## Start
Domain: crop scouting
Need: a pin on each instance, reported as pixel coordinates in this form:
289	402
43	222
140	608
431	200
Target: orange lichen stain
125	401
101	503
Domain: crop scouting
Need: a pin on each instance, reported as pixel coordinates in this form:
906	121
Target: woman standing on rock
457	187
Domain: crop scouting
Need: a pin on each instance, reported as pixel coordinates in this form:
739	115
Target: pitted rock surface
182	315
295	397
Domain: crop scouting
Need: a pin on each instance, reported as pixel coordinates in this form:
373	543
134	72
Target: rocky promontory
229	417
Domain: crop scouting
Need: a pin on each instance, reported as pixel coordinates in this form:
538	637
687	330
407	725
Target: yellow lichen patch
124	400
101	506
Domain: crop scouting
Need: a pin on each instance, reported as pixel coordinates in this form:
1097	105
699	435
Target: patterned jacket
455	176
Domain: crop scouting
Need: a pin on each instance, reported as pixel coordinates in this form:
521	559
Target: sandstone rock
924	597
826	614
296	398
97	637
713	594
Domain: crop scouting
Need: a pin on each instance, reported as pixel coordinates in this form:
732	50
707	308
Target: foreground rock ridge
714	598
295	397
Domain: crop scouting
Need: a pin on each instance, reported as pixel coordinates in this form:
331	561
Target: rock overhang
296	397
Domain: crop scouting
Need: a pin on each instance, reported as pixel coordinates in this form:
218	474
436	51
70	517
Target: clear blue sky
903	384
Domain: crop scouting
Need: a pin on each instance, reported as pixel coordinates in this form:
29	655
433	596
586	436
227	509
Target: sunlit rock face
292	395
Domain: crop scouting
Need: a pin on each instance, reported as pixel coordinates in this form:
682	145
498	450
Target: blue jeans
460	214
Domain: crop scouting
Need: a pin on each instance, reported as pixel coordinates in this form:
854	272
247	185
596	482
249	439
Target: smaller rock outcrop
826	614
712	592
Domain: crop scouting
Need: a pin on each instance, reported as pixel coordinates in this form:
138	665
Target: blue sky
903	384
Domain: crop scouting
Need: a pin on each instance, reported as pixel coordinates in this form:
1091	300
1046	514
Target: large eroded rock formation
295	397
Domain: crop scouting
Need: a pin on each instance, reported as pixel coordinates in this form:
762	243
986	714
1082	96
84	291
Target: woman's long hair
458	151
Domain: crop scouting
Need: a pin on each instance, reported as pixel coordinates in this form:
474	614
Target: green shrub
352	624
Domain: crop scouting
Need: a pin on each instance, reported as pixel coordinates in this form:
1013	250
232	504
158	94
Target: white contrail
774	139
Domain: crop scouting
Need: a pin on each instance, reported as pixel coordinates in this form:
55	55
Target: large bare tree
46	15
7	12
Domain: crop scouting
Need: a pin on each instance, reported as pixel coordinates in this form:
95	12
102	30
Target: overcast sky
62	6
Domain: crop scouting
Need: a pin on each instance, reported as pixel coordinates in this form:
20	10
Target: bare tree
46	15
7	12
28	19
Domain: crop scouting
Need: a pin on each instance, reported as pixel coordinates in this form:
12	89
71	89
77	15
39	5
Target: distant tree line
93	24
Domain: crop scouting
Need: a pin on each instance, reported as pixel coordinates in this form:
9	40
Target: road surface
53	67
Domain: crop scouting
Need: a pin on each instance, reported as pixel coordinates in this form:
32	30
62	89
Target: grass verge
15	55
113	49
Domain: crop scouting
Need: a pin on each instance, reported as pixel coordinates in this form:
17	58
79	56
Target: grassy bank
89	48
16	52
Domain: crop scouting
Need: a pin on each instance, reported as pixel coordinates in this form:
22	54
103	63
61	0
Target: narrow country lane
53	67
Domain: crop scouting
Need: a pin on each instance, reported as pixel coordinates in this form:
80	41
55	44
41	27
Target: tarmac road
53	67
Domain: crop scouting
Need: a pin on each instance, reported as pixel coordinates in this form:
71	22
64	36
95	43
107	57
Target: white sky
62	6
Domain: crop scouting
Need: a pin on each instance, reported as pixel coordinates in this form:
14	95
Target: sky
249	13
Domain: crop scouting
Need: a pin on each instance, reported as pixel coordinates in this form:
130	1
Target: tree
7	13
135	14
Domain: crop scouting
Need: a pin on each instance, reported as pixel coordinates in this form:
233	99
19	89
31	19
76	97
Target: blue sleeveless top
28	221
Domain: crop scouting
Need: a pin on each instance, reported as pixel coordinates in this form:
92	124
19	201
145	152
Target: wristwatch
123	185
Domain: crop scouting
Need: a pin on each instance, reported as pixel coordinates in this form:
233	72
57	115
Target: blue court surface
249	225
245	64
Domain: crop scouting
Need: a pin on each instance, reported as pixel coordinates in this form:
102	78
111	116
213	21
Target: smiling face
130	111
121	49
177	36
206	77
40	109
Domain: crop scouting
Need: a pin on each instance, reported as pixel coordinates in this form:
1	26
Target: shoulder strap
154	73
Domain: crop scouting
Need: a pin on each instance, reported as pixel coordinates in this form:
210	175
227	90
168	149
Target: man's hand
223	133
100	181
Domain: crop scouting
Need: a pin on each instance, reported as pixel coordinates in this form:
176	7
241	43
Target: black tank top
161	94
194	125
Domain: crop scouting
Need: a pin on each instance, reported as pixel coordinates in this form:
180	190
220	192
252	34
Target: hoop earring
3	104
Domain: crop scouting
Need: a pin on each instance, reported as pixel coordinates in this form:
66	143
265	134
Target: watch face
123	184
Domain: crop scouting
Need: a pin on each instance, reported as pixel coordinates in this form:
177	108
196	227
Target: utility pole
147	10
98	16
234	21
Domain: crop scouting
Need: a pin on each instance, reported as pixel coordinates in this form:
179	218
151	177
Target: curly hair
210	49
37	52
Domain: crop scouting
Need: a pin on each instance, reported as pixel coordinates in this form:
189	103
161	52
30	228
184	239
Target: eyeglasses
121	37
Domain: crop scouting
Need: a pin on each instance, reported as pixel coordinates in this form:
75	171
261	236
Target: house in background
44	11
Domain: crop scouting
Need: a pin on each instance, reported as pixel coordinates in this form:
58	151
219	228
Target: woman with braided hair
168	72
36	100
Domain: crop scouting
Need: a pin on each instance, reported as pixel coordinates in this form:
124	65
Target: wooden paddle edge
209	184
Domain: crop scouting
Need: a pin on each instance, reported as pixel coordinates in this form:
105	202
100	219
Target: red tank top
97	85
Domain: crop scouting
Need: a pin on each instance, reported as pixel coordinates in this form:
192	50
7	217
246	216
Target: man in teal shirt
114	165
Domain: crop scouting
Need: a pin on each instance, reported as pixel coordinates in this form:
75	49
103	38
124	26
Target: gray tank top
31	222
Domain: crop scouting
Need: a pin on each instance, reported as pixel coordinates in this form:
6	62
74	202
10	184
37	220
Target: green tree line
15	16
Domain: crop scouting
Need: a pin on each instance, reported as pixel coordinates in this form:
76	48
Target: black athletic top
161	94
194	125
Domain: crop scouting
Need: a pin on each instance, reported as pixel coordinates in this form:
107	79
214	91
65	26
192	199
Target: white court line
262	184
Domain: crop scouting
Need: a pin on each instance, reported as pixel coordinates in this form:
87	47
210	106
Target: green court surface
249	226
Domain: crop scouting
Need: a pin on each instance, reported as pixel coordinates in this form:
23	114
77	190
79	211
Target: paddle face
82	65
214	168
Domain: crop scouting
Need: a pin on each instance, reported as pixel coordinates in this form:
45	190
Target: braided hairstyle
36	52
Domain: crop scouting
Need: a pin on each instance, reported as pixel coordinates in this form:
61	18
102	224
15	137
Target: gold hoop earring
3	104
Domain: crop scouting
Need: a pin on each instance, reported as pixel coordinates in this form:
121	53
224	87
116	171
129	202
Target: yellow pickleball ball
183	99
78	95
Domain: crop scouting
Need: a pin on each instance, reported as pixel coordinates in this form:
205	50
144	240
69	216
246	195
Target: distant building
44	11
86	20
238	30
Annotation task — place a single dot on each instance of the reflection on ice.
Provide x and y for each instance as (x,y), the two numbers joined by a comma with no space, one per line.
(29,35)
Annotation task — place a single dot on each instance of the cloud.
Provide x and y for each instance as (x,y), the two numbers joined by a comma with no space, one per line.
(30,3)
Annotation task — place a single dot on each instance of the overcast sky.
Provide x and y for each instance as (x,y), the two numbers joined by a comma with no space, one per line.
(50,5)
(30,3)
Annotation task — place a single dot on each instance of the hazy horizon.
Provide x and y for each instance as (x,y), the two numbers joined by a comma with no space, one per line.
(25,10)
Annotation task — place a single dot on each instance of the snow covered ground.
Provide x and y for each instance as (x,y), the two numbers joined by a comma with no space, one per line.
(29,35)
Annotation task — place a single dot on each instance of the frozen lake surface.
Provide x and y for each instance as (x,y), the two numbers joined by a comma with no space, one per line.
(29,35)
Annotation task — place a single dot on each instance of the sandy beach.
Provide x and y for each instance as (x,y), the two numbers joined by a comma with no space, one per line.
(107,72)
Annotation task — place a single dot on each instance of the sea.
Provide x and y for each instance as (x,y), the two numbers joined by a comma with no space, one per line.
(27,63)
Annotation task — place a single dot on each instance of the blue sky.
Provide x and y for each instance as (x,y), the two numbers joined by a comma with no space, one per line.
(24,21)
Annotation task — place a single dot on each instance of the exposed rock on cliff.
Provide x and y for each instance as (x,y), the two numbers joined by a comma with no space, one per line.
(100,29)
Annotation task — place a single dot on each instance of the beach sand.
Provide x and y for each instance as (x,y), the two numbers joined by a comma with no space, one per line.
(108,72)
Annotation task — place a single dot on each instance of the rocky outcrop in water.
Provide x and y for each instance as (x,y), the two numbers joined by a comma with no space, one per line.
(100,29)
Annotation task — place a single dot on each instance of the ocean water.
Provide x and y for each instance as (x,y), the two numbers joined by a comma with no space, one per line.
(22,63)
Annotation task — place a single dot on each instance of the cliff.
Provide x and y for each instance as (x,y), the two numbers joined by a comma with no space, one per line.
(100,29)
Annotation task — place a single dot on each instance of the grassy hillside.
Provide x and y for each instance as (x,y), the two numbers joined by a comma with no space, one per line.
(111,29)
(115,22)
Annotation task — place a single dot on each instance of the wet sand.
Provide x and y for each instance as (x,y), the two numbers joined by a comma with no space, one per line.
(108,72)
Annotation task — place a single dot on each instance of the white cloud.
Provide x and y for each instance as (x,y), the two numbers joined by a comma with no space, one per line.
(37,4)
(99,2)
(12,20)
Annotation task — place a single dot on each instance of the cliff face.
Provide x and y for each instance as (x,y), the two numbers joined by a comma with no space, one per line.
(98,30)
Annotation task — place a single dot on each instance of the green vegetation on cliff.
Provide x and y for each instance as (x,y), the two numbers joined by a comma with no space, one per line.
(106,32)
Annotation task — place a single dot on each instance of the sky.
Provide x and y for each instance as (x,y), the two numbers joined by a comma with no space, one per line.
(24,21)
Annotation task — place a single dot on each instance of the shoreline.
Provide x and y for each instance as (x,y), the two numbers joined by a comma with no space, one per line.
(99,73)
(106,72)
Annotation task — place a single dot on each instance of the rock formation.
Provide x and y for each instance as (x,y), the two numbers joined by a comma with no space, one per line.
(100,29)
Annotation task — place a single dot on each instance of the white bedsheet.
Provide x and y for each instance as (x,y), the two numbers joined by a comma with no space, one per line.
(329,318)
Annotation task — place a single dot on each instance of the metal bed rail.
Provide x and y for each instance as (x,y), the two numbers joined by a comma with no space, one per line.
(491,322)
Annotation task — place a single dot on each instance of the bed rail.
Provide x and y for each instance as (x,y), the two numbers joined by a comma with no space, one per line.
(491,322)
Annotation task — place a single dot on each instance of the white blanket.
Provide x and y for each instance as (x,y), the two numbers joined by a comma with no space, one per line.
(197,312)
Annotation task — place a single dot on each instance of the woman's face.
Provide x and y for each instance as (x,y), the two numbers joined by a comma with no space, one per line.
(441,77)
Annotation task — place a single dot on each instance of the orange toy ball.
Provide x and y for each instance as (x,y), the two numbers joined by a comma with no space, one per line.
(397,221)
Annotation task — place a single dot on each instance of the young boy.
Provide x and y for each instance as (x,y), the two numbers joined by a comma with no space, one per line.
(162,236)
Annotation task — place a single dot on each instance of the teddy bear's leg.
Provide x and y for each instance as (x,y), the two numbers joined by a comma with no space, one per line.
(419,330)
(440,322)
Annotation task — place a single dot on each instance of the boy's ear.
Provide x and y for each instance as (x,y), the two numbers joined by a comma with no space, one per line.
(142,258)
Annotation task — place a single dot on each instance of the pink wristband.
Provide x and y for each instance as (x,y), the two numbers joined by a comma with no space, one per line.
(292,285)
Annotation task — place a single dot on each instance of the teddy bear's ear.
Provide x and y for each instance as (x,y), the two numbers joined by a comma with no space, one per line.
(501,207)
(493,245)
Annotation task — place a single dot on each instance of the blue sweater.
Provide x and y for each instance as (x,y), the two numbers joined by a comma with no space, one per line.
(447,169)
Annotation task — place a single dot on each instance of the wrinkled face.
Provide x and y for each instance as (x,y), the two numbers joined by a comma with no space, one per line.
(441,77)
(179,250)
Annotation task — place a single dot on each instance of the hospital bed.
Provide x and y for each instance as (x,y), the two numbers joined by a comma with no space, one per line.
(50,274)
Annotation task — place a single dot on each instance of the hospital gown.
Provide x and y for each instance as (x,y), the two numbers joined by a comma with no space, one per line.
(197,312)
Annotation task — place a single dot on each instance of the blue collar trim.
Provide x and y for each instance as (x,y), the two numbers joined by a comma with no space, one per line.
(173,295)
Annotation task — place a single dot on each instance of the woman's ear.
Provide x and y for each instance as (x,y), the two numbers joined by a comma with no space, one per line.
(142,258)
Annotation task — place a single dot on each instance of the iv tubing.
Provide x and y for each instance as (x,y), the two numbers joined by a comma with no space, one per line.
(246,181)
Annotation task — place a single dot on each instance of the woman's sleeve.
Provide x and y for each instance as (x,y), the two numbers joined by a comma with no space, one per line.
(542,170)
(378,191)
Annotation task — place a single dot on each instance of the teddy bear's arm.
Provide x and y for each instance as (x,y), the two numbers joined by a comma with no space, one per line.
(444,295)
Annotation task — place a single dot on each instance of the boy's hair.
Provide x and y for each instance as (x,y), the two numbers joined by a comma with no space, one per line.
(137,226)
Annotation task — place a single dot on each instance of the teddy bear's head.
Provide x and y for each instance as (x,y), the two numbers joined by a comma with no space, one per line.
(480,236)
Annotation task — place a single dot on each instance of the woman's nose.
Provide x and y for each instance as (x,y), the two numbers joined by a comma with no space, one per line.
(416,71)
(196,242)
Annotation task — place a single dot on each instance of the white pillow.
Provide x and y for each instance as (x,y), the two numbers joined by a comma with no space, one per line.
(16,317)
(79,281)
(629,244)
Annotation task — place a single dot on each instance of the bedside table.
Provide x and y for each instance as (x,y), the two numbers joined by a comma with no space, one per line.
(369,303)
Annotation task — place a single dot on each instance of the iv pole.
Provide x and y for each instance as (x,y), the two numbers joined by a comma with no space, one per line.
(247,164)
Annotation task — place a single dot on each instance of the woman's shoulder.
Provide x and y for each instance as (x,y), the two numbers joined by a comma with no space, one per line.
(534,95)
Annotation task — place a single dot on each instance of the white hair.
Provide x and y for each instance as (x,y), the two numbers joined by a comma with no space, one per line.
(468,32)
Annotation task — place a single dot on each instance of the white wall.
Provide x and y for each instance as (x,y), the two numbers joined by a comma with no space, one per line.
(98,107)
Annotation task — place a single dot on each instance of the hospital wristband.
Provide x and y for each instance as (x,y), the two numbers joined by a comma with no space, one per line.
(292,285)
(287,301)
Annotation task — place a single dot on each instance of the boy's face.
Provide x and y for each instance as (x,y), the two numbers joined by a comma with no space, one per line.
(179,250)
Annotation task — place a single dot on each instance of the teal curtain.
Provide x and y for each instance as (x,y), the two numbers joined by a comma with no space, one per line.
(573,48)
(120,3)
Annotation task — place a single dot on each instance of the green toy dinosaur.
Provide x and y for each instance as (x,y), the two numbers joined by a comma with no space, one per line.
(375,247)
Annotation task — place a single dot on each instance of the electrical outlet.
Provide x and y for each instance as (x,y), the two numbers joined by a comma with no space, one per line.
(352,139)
## End
Starting at the line that contains "the iv pole.", retype each line through the end of the listing above and nothing else.

Annotation task — place a single dot on each instance of the iv pole.
Provide x and y for each instance as (x,y), the two numbers joined by a comma with no space, one per line.
(247,164)
Annotation task — place a single dot on each instance of the woman's shoulder.
Provide x and y for each instance as (x,y), the two numbers joined by a comma with no space, one per line.
(534,95)
Annotation task — place a single dot on each instance of the white hair.
Provide x and y for each instance as (x,y), the two numbers joined by a comma with no space, one per line.
(468,32)
Annotation task — place a single dot on each instance of the white wall.
Provide x and y for each instance as (x,y), the two numbers joined by a comma with no space, one per line.
(98,107)
Annotation task — place a single dot on each instance of the hospital wristband.
Provide x and y for each instance as (x,y), the two numbers joined by a comma with no space, one per line.
(292,285)
(287,301)
Annotation task — place a single dot on each instance of the boy's face.
Provide x and y for each instance as (x,y), the two numbers joined by a comma with no space, one per line.
(179,250)
Annotation task — place a single dot on each instance of the teal curtain.
Provide x and y for each instance as (x,y), the two numbers joined by a comma with no space, one per line.
(573,48)
(120,3)
Annotation task — place a single dot on each instance of the green toy dinosaur.
Provide x and y for each instance as (x,y), the two numbers joined by a comma with no space, one per line.
(375,247)
Annotation task — place a single dot on each instance of the electrical outlet.
Provide x and y for each instance as (x,y), the two numbers joined by a comma with no space, one per line.
(352,139)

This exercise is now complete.